**GOAL OF THE EXERCISE:** Copy out the passage of the article on workplace benefits for same-sex couples from "It's also raising" to "opposes gay marriage." word for word.

**TEXT SECTION:**
Posted on: Sunday, April 18, 2004
Debate over gay marriage extends to workplace, with benefits sought
By Stephanie Armour
USA Today
Just after Valentine's Day, Tina Capozzola went to San Francisco to marry the woman she's been with for more than 19 years.
Now she hopes to set another precedent. She wants her company to provide the same health insurance and other benefits offered to other married couples.
"I'm going to continue to speak with them about why they don't offer us the same rights," says Capozzola, 44, an occupational therapist in Sacramento. "Now that I'm married, I'm more aware of all the rights we've been missing out on. We don't want to go back. We want to keep moving forward."
The gay marriage debate is coming to the workplace as same-sex couples push for major changes on the job.
Activists want the same benefits long considered the domain of traditional married couples, including health insurance, family leave, access to a partner's pension, company scholarships for children and adoption benefits. They also hope publicity over gay marriage will focus attention on the challenges that gays face on the job, including fears about discrimination.
Activists are hoping to build on major advances gay employees have made in the workplace. One sign of the change: More employers about 23 percent of companies offer domestic partner benefits to same-sex couples, according to a 2003 survey by the Society for Human Resource Management.
"This is a real opportunity," says Kim Mills of the Human Rights Campaign, a gay advocacy group in Washington. "Employers who have been sitting on the sidelines are going to have to step up."
It's also raising concern. Opponents of gay marriage say companies will be strong-armed into expanding benefits, causing costs to soar. And they say faith-based nonprofit groups and religious schools will be unfairly forced to offer benefits to gay couples.
"This is going to create a new class of people who get all the benefits of marriage. Businesses may just have to get out of providing healthcare because they won't be able to afford it," says Ron Crews, president of the Massachusetts Family Institute, a nonprofit policy group that opposes gay marriage.
Inequality of benefits cited
Gay activists say there are a number of disparities between the benefits offered to married couples and those offered to domestic partners:
Companies often have specific criteria for domestic partners, including how long they have been together and how much financial support they provide each other. The requirements guard against abuse, but gay activists say it's an unfair hurdle that heterosexuals don't face.

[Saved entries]
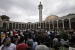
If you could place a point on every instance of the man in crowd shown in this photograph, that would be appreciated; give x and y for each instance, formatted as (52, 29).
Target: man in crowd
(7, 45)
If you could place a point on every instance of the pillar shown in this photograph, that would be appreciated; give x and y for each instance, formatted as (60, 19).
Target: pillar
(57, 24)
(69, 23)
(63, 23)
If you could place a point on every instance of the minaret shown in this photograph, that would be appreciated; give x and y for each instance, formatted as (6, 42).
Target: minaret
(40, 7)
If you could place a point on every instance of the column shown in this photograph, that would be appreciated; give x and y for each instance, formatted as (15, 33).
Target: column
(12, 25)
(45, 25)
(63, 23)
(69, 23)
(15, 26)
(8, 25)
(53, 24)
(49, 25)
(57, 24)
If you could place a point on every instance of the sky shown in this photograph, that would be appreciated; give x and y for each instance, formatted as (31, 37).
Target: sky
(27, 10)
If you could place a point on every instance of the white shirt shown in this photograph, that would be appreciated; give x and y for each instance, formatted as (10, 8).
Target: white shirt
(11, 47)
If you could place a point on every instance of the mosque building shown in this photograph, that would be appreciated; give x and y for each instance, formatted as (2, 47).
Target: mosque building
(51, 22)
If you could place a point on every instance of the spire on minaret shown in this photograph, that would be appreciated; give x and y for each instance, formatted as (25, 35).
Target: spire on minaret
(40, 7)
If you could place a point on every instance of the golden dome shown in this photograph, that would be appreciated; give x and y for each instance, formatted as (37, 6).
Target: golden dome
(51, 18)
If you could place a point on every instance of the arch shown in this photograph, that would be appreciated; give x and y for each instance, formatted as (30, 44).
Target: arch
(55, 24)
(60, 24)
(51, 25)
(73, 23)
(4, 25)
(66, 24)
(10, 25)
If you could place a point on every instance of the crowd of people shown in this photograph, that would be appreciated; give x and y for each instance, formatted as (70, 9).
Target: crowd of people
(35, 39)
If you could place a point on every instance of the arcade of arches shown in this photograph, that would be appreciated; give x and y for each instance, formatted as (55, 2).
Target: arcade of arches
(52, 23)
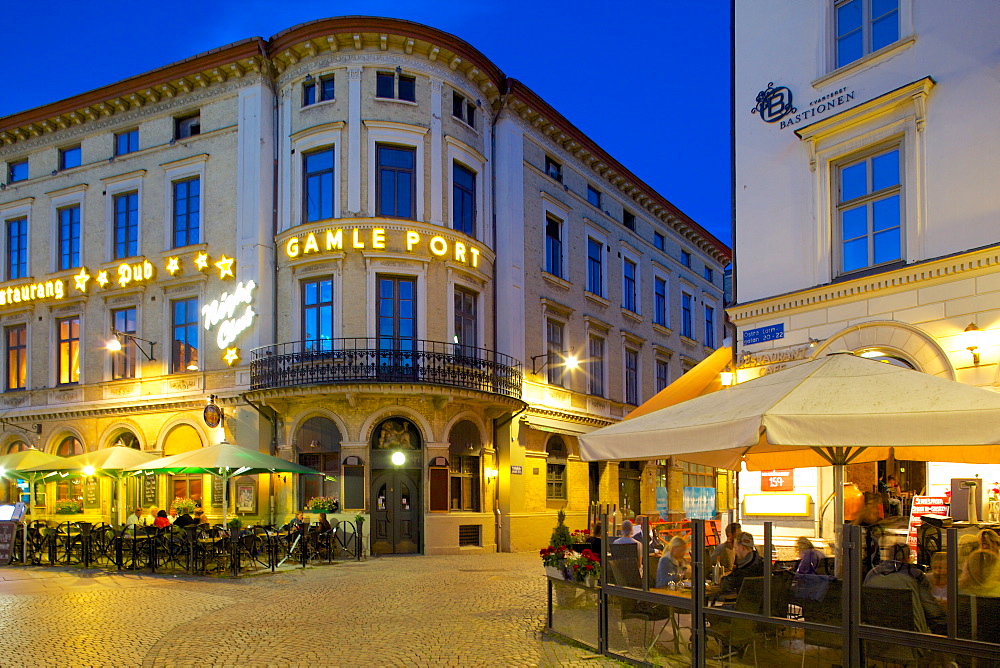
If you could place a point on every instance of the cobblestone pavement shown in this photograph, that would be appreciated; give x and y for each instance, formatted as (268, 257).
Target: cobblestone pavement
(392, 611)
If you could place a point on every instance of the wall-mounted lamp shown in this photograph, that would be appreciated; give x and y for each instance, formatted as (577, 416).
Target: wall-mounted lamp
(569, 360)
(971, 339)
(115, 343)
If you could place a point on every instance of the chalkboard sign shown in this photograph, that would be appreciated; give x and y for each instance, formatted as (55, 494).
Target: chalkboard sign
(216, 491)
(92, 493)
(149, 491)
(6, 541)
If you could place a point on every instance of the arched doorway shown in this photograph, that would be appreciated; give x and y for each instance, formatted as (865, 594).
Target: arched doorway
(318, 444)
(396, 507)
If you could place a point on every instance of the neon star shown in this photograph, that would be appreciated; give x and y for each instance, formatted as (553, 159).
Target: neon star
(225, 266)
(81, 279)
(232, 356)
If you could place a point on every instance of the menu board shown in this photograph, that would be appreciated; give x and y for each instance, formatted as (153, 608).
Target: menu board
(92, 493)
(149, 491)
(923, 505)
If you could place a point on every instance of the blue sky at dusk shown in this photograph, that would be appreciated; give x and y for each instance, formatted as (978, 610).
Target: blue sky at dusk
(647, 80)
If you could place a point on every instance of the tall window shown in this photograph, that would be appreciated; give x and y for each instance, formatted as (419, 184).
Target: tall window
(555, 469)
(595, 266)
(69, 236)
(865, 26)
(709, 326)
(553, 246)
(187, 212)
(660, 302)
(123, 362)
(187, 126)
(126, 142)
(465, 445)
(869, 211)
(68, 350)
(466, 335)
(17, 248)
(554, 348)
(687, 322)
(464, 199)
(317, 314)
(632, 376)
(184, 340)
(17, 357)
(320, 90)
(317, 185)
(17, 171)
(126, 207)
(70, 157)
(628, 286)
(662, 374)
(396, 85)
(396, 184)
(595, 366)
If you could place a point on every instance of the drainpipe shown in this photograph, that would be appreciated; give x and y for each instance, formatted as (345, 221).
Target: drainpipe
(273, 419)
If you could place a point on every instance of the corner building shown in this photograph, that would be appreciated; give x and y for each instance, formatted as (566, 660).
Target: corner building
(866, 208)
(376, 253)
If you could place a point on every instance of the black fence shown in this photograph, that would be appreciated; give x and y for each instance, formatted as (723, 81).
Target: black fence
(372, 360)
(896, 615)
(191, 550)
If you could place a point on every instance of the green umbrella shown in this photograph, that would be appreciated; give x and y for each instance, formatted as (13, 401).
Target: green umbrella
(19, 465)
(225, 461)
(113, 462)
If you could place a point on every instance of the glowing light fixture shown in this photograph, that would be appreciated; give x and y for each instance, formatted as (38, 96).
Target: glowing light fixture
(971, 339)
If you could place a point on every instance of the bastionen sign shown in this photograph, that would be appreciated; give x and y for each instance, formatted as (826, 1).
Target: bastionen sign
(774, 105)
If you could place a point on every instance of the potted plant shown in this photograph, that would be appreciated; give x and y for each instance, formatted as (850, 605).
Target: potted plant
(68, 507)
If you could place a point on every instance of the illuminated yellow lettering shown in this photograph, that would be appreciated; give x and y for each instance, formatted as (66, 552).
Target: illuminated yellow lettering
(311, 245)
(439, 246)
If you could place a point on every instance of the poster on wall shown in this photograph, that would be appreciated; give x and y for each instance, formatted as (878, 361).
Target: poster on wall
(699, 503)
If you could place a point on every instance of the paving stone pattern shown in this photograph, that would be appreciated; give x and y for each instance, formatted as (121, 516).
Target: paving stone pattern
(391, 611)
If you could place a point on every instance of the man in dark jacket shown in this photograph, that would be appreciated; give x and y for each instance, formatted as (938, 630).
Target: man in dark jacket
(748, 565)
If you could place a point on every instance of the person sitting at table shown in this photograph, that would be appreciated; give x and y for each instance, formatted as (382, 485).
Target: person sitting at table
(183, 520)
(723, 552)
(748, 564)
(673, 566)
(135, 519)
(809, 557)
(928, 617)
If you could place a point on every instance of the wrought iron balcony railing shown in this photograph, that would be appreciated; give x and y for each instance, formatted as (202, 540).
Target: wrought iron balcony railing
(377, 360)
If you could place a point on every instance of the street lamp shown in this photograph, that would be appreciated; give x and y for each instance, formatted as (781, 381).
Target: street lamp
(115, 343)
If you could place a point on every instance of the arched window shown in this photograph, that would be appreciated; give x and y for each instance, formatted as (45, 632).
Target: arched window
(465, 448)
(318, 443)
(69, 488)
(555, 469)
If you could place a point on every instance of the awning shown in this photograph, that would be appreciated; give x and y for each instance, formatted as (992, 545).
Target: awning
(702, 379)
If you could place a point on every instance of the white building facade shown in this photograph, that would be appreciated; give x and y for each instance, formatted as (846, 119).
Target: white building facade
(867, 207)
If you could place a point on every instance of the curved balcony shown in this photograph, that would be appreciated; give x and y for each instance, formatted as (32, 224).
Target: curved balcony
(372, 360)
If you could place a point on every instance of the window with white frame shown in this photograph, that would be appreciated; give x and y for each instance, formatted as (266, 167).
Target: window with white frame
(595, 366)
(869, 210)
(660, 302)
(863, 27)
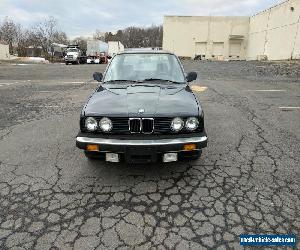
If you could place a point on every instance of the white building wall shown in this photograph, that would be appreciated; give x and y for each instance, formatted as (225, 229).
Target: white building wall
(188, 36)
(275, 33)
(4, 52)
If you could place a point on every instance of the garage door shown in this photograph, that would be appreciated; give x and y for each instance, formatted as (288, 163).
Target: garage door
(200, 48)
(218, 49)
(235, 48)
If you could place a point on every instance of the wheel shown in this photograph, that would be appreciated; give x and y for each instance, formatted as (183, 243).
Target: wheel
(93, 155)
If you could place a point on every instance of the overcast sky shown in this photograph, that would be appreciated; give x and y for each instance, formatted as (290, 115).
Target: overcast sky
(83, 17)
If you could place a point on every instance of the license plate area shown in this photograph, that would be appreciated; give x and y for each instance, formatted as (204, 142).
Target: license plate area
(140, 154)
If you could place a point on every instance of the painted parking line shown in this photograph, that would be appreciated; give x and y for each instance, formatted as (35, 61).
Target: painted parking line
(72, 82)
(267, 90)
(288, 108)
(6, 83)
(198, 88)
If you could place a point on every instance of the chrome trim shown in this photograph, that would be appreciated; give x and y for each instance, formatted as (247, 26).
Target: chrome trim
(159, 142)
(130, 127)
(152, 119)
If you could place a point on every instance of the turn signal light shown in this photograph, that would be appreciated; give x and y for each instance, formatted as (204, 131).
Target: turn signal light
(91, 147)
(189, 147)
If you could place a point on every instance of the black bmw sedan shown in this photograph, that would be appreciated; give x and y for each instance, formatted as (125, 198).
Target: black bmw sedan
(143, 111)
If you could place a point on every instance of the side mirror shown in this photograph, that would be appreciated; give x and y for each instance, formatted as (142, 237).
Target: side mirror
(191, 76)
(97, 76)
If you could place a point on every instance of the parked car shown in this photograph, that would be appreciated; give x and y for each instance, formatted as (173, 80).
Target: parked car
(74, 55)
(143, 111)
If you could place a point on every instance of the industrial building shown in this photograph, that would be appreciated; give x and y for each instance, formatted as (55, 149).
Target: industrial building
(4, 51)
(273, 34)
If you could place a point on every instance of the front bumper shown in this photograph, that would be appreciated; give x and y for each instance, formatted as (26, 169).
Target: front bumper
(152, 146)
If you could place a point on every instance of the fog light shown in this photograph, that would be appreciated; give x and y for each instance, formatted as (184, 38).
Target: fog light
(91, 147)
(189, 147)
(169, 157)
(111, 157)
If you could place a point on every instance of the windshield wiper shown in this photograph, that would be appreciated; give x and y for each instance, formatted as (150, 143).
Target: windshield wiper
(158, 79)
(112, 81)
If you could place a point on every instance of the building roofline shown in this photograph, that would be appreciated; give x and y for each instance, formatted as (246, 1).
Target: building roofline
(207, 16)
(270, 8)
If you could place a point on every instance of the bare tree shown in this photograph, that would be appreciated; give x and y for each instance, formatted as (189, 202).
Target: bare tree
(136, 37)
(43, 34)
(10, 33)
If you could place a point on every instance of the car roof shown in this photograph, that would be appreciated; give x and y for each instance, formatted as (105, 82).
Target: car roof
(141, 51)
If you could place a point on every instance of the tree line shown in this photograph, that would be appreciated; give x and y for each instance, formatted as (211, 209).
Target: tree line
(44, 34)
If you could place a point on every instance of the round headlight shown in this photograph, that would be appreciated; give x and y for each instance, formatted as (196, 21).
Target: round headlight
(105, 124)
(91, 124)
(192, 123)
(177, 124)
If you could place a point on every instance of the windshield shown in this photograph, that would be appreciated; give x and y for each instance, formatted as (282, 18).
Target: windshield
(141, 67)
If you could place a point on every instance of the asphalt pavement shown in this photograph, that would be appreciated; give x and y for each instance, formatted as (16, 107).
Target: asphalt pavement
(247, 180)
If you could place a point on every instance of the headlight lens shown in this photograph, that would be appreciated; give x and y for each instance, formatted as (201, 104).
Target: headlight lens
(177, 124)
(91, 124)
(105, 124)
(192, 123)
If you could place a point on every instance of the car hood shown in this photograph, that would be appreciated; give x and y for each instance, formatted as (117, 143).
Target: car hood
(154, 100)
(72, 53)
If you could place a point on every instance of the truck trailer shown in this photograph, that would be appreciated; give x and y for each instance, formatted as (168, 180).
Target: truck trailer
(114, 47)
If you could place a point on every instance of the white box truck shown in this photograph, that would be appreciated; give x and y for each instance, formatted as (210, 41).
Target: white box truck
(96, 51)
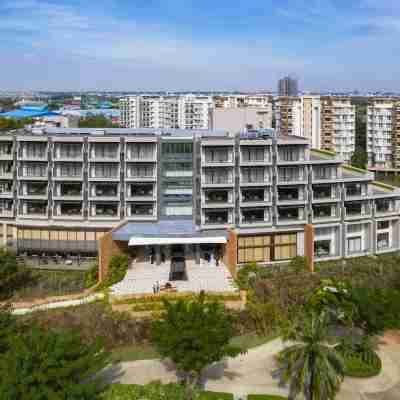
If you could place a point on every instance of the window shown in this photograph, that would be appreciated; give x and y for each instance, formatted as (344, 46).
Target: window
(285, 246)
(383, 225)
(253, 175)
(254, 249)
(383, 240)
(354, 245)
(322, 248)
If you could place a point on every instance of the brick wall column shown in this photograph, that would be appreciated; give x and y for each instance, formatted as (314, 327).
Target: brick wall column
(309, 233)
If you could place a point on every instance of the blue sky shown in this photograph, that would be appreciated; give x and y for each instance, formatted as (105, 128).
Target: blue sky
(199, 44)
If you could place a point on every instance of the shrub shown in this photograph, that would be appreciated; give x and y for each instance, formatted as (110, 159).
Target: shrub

**SOLUTION TO THE EXERCISE:**
It's also raising concern. Opponents of gay marriage say companies will be strong-armed into expanding benefits, causing costs to soar. And they say faith-based nonprofit groups and religious schools will be unfairly forced to offer benefits to gay couples.
"This is going to create a new class of people who get all the benefits of marriage. Businesses may just have to get out of providing healthcare because they won't be able to afford it," says Ron Crews, president of the Massachusetts Family Institute, a nonprofit policy group that opposes gay marriage.